Stated problem
Turn every line of the records into a Markdown table with the columns "No." and "Text", one row per line, numbered in order and skipping any blank lines.

═════ Provided entries ═════

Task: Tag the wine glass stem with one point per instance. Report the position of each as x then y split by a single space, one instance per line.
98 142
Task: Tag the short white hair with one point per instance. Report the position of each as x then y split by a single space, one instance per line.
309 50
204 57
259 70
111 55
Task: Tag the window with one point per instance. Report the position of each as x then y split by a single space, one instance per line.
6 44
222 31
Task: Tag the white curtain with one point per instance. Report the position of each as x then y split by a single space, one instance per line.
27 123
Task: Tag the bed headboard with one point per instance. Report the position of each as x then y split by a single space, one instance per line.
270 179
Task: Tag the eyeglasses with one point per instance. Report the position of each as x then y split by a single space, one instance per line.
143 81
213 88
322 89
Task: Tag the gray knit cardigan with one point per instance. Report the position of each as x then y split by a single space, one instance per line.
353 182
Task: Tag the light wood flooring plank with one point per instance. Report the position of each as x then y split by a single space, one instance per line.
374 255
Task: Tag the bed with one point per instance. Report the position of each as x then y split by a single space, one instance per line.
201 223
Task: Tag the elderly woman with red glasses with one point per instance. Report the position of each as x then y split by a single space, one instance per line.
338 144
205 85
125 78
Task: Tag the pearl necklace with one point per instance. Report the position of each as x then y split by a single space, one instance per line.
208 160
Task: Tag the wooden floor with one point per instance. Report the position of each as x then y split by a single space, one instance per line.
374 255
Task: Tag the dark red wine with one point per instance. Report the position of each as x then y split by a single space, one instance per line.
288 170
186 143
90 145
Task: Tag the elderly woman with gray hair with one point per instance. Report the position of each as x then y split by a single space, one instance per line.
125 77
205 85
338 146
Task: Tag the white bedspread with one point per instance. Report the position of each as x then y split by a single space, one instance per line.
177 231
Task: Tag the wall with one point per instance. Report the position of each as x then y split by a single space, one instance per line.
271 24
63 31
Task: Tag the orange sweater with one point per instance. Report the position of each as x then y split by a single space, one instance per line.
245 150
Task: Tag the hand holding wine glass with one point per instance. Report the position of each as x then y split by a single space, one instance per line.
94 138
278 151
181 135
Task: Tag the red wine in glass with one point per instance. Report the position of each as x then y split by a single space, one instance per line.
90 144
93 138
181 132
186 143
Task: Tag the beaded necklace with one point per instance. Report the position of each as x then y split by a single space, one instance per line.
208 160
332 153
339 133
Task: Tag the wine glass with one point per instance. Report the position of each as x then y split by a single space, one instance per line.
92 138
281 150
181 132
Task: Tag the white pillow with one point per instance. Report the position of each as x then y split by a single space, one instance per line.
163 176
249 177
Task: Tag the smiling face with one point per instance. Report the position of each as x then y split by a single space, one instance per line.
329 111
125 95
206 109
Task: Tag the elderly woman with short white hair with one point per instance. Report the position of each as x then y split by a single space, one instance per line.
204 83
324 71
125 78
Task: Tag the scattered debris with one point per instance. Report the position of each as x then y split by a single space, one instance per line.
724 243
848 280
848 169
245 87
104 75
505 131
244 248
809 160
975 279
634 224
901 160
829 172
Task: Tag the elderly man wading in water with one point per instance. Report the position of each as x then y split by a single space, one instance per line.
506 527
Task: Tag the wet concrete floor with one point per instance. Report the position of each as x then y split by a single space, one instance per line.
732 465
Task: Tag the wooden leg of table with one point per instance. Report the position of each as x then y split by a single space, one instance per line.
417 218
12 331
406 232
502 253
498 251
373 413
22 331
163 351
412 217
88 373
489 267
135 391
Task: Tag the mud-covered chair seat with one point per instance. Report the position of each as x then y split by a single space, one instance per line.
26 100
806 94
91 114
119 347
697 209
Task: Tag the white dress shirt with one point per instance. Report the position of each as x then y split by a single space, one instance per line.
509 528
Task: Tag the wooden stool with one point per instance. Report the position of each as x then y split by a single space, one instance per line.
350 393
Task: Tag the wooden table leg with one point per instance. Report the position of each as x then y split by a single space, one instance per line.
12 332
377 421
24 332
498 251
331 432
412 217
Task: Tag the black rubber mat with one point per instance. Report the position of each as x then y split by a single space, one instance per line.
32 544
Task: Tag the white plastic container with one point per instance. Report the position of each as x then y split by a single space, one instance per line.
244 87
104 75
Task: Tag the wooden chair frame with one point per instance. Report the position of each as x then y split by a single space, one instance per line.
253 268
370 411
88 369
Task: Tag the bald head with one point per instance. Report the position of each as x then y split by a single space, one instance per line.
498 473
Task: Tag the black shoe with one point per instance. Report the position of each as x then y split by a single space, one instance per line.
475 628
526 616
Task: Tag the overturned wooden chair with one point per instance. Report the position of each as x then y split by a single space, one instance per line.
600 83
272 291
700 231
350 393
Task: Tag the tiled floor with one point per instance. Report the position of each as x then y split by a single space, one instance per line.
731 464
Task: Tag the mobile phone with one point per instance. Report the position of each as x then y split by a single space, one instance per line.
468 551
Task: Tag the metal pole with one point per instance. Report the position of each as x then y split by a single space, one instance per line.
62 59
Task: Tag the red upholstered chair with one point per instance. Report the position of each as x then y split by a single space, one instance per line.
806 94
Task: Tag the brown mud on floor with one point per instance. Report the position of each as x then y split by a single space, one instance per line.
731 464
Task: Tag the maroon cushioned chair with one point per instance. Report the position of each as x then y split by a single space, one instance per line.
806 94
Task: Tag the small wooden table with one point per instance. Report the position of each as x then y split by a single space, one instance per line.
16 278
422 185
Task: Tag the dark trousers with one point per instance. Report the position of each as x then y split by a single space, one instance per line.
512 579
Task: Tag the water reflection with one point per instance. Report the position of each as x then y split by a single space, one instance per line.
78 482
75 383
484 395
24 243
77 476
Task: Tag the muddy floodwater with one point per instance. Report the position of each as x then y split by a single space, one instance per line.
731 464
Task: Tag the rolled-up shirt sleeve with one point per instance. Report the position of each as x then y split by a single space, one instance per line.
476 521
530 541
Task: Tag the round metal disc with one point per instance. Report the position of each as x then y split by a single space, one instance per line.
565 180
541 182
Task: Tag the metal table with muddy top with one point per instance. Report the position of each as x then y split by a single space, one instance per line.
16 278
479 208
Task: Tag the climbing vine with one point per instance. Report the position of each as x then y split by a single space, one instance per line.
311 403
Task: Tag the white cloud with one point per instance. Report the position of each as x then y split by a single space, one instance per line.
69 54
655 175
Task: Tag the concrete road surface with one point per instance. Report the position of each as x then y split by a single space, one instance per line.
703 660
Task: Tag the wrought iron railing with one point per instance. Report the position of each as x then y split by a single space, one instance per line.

═════

Completed exercise
| No. | Text |
|---|---|
| 1 | Task: Tag the wine glass stem with one point per instance. Report the position of each as x then y split by a single space, one instance per line. |
| 2 | 98 142 |
| 3 | Task: Tag the short white hair with one point per instance. Report the position of each as x then y split by a single space, one instance per line. |
| 4 | 309 50 |
| 5 | 204 57 |
| 6 | 259 70 |
| 7 | 111 55 |
| 8 | Task: Tag the window with one point per instance. Report the position of each as x then y split by a single space, one instance per line. |
| 9 | 6 44 |
| 10 | 222 31 |
| 11 | Task: Tag the white curtain with one point per instance. Report the position of each as x then y split by a single space, one instance per line. |
| 12 | 27 123 |
| 13 | Task: Tag the bed headboard with one point per instance. Report the position of each as x then y split by a single space, one instance per line. |
| 14 | 270 179 |
| 15 | Task: Tag the eyeglasses with one point per instance. Report the position of each as x then y split by a single space, one instance per line. |
| 16 | 143 81 |
| 17 | 213 88 |
| 18 | 322 89 |
| 19 | Task: Tag the gray knit cardigan with one point per instance. Report the position of each as x then y split by a single space, one instance per line. |
| 20 | 353 182 |
| 21 | Task: Tag the light wood flooring plank with one point per instance. Report the position of each as x then y split by a single space, one instance per line. |
| 22 | 374 255 |
| 23 | Task: Tag the bed with one point per instance. Report the position of each as x then y split by a single space, one instance per line. |
| 24 | 201 223 |
| 25 | Task: Tag the elderly woman with red glasses with one point per instance. Report the position of each as x then y split by a single space, one instance per line. |
| 26 | 338 144 |
| 27 | 205 85 |
| 28 | 125 78 |
| 29 | Task: Tag the pearl necklace with one point per instance. Report the position of each as x then y split by a single space, one instance per line. |
| 30 | 208 160 |
| 31 | Task: Tag the wooden floor with one point per instance. Report the position of each as x then y split by a single space, one instance per line. |
| 32 | 374 255 |
| 33 | Task: Tag the dark red wine with one point per instance. Report the position of each as x then y split by a single space, one instance per line. |
| 34 | 288 170 |
| 35 | 186 143 |
| 36 | 90 145 |
| 37 | Task: Tag the elderly woman with gray hair with one point per instance. Report the position of each as x then y split by a single space, one instance per line. |
| 38 | 125 77 |
| 39 | 205 85 |
| 40 | 338 146 |
| 41 | Task: Tag the white bedspread with one point per instance. Report the position of each as x then y split by a single space, one instance per line. |
| 42 | 177 231 |
| 43 | Task: Tag the wall with one point per instance. Report the position of each as x then y split by a single space, one instance per line. |
| 44 | 271 24 |
| 45 | 63 31 |
| 46 | Task: Tag the orange sweater with one point per instance. Report the position of each as x then y split by a single space, one instance per line. |
| 47 | 245 150 |
| 48 | Task: Tag the hand holding wine glass with one point per instance. Report the position of each as x then y split by a single space, one instance per line. |
| 49 | 94 138 |
| 50 | 278 151 |
| 51 | 181 135 |
| 52 | Task: Tag the red wine in glass with one point per instance. Report the position of each as x then y split by a single space, one instance per line. |
| 53 | 90 144 |
| 54 | 93 138 |
| 55 | 181 132 |
| 56 | 186 143 |
| 57 | Task: Tag the beaded necklace with one point per instance. Report the position of each as x then y split by a single space, one instance per line. |
| 58 | 208 160 |
| 59 | 332 153 |
| 60 | 339 133 |
| 61 | Task: Tag the wine glass with one point per instance. Report the position of each as x then y split by a single space, one instance per line. |
| 62 | 92 138 |
| 63 | 281 150 |
| 64 | 181 132 |
| 65 | Task: Tag the white pillow with one point per instance. Report the position of each as x then y split by a single space, one instance per line. |
| 66 | 163 176 |
| 67 | 249 177 |
| 68 | Task: Tag the smiling face with one point per instance. Report the position of each as x then y split by a single space, one instance per line. |
| 69 | 329 111 |
| 70 | 125 95 |
| 71 | 206 109 |
| 72 | Task: Tag the elderly woman with short white hair with one point per instance. Report the position of each as x then y split by a single space, one instance per line. |
| 73 | 204 83 |
| 74 | 324 71 |
| 75 | 125 78 |
| 76 | Task: Tag the scattered debris with one point per instance. Report the position of each as x then y split by a single space, one instance per line. |
| 77 | 724 243 |
| 78 | 848 280 |
| 79 | 848 169 |
| 80 | 245 87 |
| 81 | 104 75 |
| 82 | 505 131 |
| 83 | 244 248 |
| 84 | 809 160 |
| 85 | 975 279 |
| 86 | 634 224 |
| 87 | 901 160 |
| 88 | 829 172 |
| 89 | Task: Tag the elderly man wading in water with one point per instance. Report the position of each as x then y split by a single space, one instance per line. |
| 90 | 506 527 |
| 91 | Task: Tag the wet concrete floor with one point per instance. Report the position of each as x then y split by a single space, one instance per line. |
| 92 | 732 465 |
| 93 | Task: Tag the wooden leg of table with one point per instance. Report the position of each as x then y split by a single space, one instance per line. |
| 94 | 417 218 |
| 95 | 12 331 |
| 96 | 406 232 |
| 97 | 502 253 |
| 98 | 498 251 |
| 99 | 373 413 |
| 100 | 22 331 |
| 101 | 163 351 |
| 102 | 412 217 |
| 103 | 88 373 |
| 104 | 489 267 |
| 105 | 135 391 |
| 106 | Task: Tag the mud-covered chair seat with one point per instance. Report the position of each as x then y split by a single space, one instance per line. |
| 107 | 26 100 |
| 108 | 806 94 |
| 109 | 91 114 |
| 110 | 119 347 |
| 111 | 697 209 |
| 112 | Task: Tag the white dress shirt with one point per instance. Report the position of each as x then y split by a single space, one instance per line. |
| 113 | 509 528 |
| 114 | Task: Tag the wooden stool with one point per instance. Report the position of each as x then y split by a single space, one instance per line. |
| 115 | 350 393 |
| 116 | Task: Tag the wooden table leg with one point per instance. Report the position of each as x then y split by a single space, one instance per line. |
| 117 | 12 332 |
| 118 | 377 421 |
| 119 | 24 332 |
| 120 | 498 251 |
| 121 | 331 432 |
| 122 | 412 217 |
| 123 | Task: Tag the black rubber mat with one point per instance. Report the position of each as x then y split by a single space, one instance per line. |
| 124 | 32 544 |
| 125 | Task: Tag the white plastic container with one point per instance. Report the position of each as x then y split by a single space, one instance per line. |
| 126 | 244 87 |
| 127 | 104 75 |
| 128 | Task: Tag the wooden chair frame with one point per instance. Report the position of each as x then y split by a single space, one instance per line. |
| 129 | 253 268 |
| 130 | 370 411 |
| 131 | 88 369 |
| 132 | Task: Tag the bald head with one point per instance. Report the position of each as x then y split by a single space, one instance per line. |
| 133 | 498 473 |
| 134 | Task: Tag the black shoe with one point per instance. Report the position of each as x then y split by a single space, one instance per line. |
| 135 | 475 628 |
| 136 | 526 616 |
| 137 | Task: Tag the overturned wooden chair with one point per instance. Report the position of each as x then y split by a single space, one instance per line. |
| 138 | 600 83 |
| 139 | 272 291 |
| 140 | 700 231 |
| 141 | 350 393 |
| 142 | Task: Tag the tiled floor with one point per instance. Report the position of each as x then y split by a single space, one instance per line. |
| 143 | 731 464 |
| 144 | Task: Tag the mobile phone with one point per instance. Report the position of each as x then y split by a single space, one instance per line. |
| 145 | 468 551 |
| 146 | Task: Tag the metal pole with one point per instance. Report the position of each as x then y split by a single space, one instance per line. |
| 147 | 62 59 |
| 148 | Task: Tag the red upholstered chair with one point per instance. Report the position of each as x then y split by a single space, one instance per line. |
| 149 | 806 94 |
| 150 | Task: Tag the brown mud on floor with one point per instance. Report the position of each as x then y split by a single space, one instance per line. |
| 151 | 731 464 |
| 152 | Task: Tag the maroon cushioned chair with one point per instance. Report the position of each as x then y split by a single space, one instance per line. |
| 153 | 806 94 |
| 154 | Task: Tag the small wooden table with one point per instance. Report the position of each as x then y split by a single space, one instance per line. |
| 155 | 16 278 |
| 156 | 422 185 |
| 157 | Task: Tag the dark trousers with one point per instance. Report the position of each as x then y split by a single space, one instance per line. |
| 158 | 512 579 |
| 159 | Task: Tag the water reflection with one point per instance. Report the position of each as x then y split by a single space, one instance per line. |
| 160 | 78 482 |
| 161 | 75 383 |
| 162 | 484 395 |
| 163 | 24 243 |
| 164 | 77 476 |
| 165 | Task: Tag the muddy floodwater with one point per instance. Report the position of each as x then y split by a single space, one instance per line. |
| 166 | 731 464 |
| 167 | Task: Tag the rolled-up shirt sleeve with one point per instance. Report the position of each as x then y split by a single space, one instance per line. |
| 168 | 476 521 |
| 169 | 530 541 |
| 170 | Task: Tag the round metal disc with one point per instance. Report the position of each as x then y split by a single space, one instance per line. |
| 171 | 565 180 |
| 172 | 541 182 |
| 173 | Task: Tag the metal table with muddy top with one point per instance. Report the position of each as x then y split by a single space, one instance per line. |
| 174 | 16 278 |
| 175 | 479 208 |
| 176 | Task: Tag the climbing vine with one point per instance. Report the position of each as x then y split by a single space, one instance per line. |
| 177 | 311 403 |
| 178 | Task: Tag the white cloud with one point per instance. Report the position of each as x then y split by a single space, one instance per line. |
| 179 | 69 54 |
| 180 | 655 175 |
| 181 | Task: Tag the concrete road surface with one point per instance. Report the position of each as x then y split by a single space, one instance per line. |
| 182 | 703 660 |
| 183 | Task: Tag the wrought iron railing with one point per instance. Report the position of each as x then y split by a single space, one instance per line. |